*Document segment*

---------------

Please take a look at https://github.com/Program-O/Program-O/blob/master/chatbot/core/aiml/find_aiml.php for the functions written to perform the search and score the potential matches. that should paint a more complete picture of how it’s done than I could by explaining it in detail. Still, here’s a brief overview.
The entire process begins within the function get_aiml_to_parse() (line 843). This function is more or less the heart of the script’s task of finding the correct AIML category to parse. It starts off with getting the current topic, seeing if there are any user defined AIML categories that could be used, searching the DB for potential matches, weeding out any irrelevant matches, scoring the remaining entries, then selecting the best of what’s left.
The function find_aiml_matches() (line #886) builds a comprehensive SQL query to search the database and create an array of potential matches. It first “collects” current chatbot’s ID, the current topic (if set), the last response from the chatbot (if set), and the user’s current input, then crafts a SQL query to return the smallest number of potential matches that would result in a guaranteed match, based on the rules in the AIML 1.0 specification. This function returns a numerically indexed array of “synopses” of AIML categories (though not the categories themselves, in order to reduce memory use and maximize performance). this array is then passed down the line for processing.
The next step occurs in the function unset_all_bad_pattern_matches() (line 120), which searches through the array for entries that are irrelevant to the current topic, last bot response, current chatbot, and user’s input. Each irrelevant entry is then removed from the array, leaving only those entries that stand a good chance of being a “best match”. The resulting array is then sent along for scoring.

---------------

*Dataset content*
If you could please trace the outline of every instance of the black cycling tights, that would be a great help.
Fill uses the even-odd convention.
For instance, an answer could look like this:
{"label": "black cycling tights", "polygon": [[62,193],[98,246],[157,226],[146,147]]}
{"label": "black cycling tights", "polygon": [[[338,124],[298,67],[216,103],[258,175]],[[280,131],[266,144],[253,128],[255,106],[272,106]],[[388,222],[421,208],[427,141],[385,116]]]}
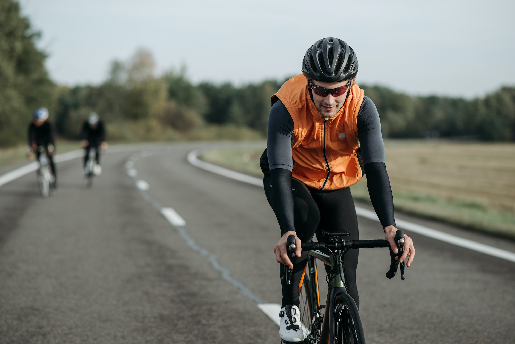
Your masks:
{"label": "black cycling tights", "polygon": [[[265,178],[268,176],[266,176]],[[268,177],[269,178],[269,177]],[[269,181],[265,181],[265,193],[271,206],[272,187]],[[316,234],[318,241],[324,241],[321,231],[325,229],[337,232],[342,229],[350,233],[346,240],[357,240],[359,232],[357,217],[354,201],[348,187],[321,191],[309,187],[294,178],[291,179],[291,192],[294,197],[294,217],[297,235],[303,243],[310,241]],[[350,250],[344,256],[344,276],[347,290],[356,304],[359,307],[359,297],[356,285],[356,268],[357,267],[358,250]],[[304,267],[307,263],[307,253],[302,252],[300,257],[294,259],[291,284],[282,284],[282,305],[299,306],[299,284]],[[280,264],[281,276],[284,265]]]}

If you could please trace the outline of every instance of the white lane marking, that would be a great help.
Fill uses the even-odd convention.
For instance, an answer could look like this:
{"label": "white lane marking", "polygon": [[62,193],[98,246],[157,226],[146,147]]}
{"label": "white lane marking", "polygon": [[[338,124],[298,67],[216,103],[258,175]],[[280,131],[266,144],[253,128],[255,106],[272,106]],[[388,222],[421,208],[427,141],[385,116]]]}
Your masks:
{"label": "white lane marking", "polygon": [[[197,167],[200,167],[200,168],[202,168],[211,172],[214,172],[219,175],[221,175],[222,176],[225,176],[228,178],[233,178],[233,179],[236,179],[236,180],[239,180],[244,182],[248,182],[249,184],[252,184],[252,185],[263,186],[263,181],[259,178],[251,177],[250,176],[246,176],[246,175],[243,175],[243,174],[235,172],[234,171],[231,171],[230,170],[228,170],[226,168],[220,167],[219,166],[217,166],[213,164],[210,164],[200,160],[198,159],[198,156],[201,153],[202,149],[195,149],[195,150],[190,152],[189,154],[188,154],[188,161],[192,165],[196,166]],[[216,167],[216,170],[212,170],[212,166]],[[224,174],[224,170],[230,171],[231,173]],[[233,176],[235,174],[236,175],[242,175],[243,176],[245,176],[247,179],[246,180],[239,177],[237,178],[233,178]],[[249,181],[246,181],[247,180]],[[356,213],[363,217],[373,220],[374,221],[379,221],[379,219],[377,218],[377,216],[375,213],[368,209],[362,208],[360,207],[356,207]],[[506,261],[515,263],[515,253],[510,252],[509,251],[502,250],[501,249],[497,248],[496,247],[493,247],[493,246],[490,246],[484,244],[480,244],[472,240],[469,240],[468,239],[465,239],[459,236],[456,236],[456,235],[449,234],[444,232],[437,231],[436,229],[417,225],[417,223],[414,223],[413,222],[409,222],[409,221],[405,221],[404,220],[396,218],[396,222],[397,222],[397,227],[402,229],[405,229],[406,230],[410,231],[411,232],[414,232],[414,233],[424,235],[433,239],[439,240],[440,241],[442,241],[449,244],[452,244],[457,246],[467,248],[472,251],[475,251],[476,252],[480,252],[482,253],[484,253],[485,254],[488,254],[489,255],[491,255],[494,257],[496,257],[497,258],[500,258],[501,259],[504,259]]]}
{"label": "white lane marking", "polygon": [[281,312],[280,304],[279,303],[258,303],[258,306],[278,326],[281,325],[281,318],[279,317],[279,312]]}
{"label": "white lane marking", "polygon": [[196,149],[190,152],[190,153],[188,154],[188,162],[193,166],[196,166],[197,167],[200,167],[200,168],[220,175],[221,176],[224,176],[233,179],[235,179],[236,180],[239,180],[241,182],[247,183],[247,184],[251,184],[258,186],[263,186],[263,180],[259,178],[247,176],[243,173],[239,173],[239,172],[233,171],[227,168],[220,167],[219,166],[216,166],[209,162],[200,160],[198,159],[198,156],[200,155],[201,151],[200,149]]}
{"label": "white lane marking", "polygon": [[177,214],[177,212],[174,209],[162,208],[161,209],[161,212],[172,226],[178,226],[181,227],[186,226],[184,219],[181,217],[181,215]]}
{"label": "white lane marking", "polygon": [[[57,162],[61,162],[66,160],[79,158],[83,156],[82,150],[72,150],[71,152],[67,152],[62,154],[58,154],[55,156],[55,161]],[[29,164],[27,164],[21,167],[19,167],[16,169],[13,169],[10,172],[0,176],[0,186],[12,182],[15,179],[18,179],[20,177],[23,177],[25,175],[28,175],[31,172],[33,172],[38,169],[38,163],[33,161]]]}
{"label": "white lane marking", "polygon": [[140,190],[146,191],[148,190],[150,186],[148,185],[148,183],[145,181],[143,179],[139,179],[138,181],[136,182],[136,187]]}
{"label": "white lane marking", "polygon": [[8,172],[0,176],[0,186],[37,169],[38,169],[38,163],[33,161],[28,165],[25,165],[16,169],[13,169],[10,172]]}

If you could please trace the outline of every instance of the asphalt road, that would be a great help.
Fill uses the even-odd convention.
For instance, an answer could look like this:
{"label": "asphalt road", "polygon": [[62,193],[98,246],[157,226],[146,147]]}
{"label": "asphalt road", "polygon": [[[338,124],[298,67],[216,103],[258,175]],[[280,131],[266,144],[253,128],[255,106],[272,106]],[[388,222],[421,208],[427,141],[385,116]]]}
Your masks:
{"label": "asphalt road", "polygon": [[[279,343],[277,325],[209,260],[255,298],[280,302],[273,213],[262,188],[189,164],[187,153],[205,145],[112,148],[91,189],[78,159],[60,163],[46,199],[32,173],[0,187],[0,342]],[[146,193],[127,175],[131,157]],[[157,203],[185,220],[207,256]],[[515,252],[509,242],[398,216]],[[358,219],[362,238],[381,238],[377,222]],[[515,342],[515,263],[411,236],[417,256],[404,281],[384,277],[385,250],[360,250],[367,342]]]}

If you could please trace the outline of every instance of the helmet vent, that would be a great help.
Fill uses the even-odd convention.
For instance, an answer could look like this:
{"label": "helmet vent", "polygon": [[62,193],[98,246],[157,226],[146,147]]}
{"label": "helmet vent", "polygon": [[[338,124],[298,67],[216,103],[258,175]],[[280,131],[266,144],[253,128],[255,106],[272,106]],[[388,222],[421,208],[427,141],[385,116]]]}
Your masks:
{"label": "helmet vent", "polygon": [[351,63],[352,63],[352,58],[351,56],[349,56],[349,58],[347,59],[347,63],[345,65],[345,67],[344,68],[344,73],[347,74],[349,72],[349,70],[350,69]]}
{"label": "helmet vent", "polygon": [[329,65],[333,65],[333,61],[334,60],[334,48],[333,47],[329,47],[327,52],[328,60],[329,60]]}
{"label": "helmet vent", "polygon": [[338,56],[336,57],[336,63],[335,64],[334,70],[337,73],[341,68],[341,65],[344,64],[344,53],[341,51],[338,51]]}
{"label": "helmet vent", "polygon": [[318,60],[318,65],[320,67],[320,72],[324,75],[329,74],[329,72],[325,67],[325,62],[324,62],[323,56],[322,56],[321,51],[317,54],[317,59]]}
{"label": "helmet vent", "polygon": [[310,66],[312,71],[315,71],[317,70],[317,66],[315,64],[315,60],[313,60],[313,56],[311,54],[310,54]]}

---------------

*Work request 1*
List every function that the Program-O AIML matching explanation names, with the line number it gives for each.
*Work request 2*
In the Program-O AIML matching explanation, what does find_aiml_matches() return?
*Work request 3*
From the Program-O AIML matching explanation, reproduce the stretch from "Please take a" through "of what’s left.".

*Output 1*
get_aiml_to_parse() (line 843)
find_aiml_matches() (line 886)
unset_all_bad_pattern_matches() (line 120)

*Output 2*
A numerically indexed array of "synopses" of AIML categories, not the categories themselves.

*Output 3*
Please take a look at https://github.com/Program-O/Program-O/blob/master/chatbot/core/aiml/find_aiml.php for the functions written to perform the search and score the potential matches. that should paint a more complete picture of how it’s done than I could by explaining it in detail. Still, here’s a brief overview.
The entire process begins within the function get_aiml_to_parse() (line 843). This function is more or less the heart of the script’s task of finding the correct AIML category to parse. It starts off with getting the current topic, seeing if there are any user defined AIML categories that could be used, searching the DB for potential matches, weeding out any irrelevant matches, scoring the remaining entries, then selecting the best of what’s left.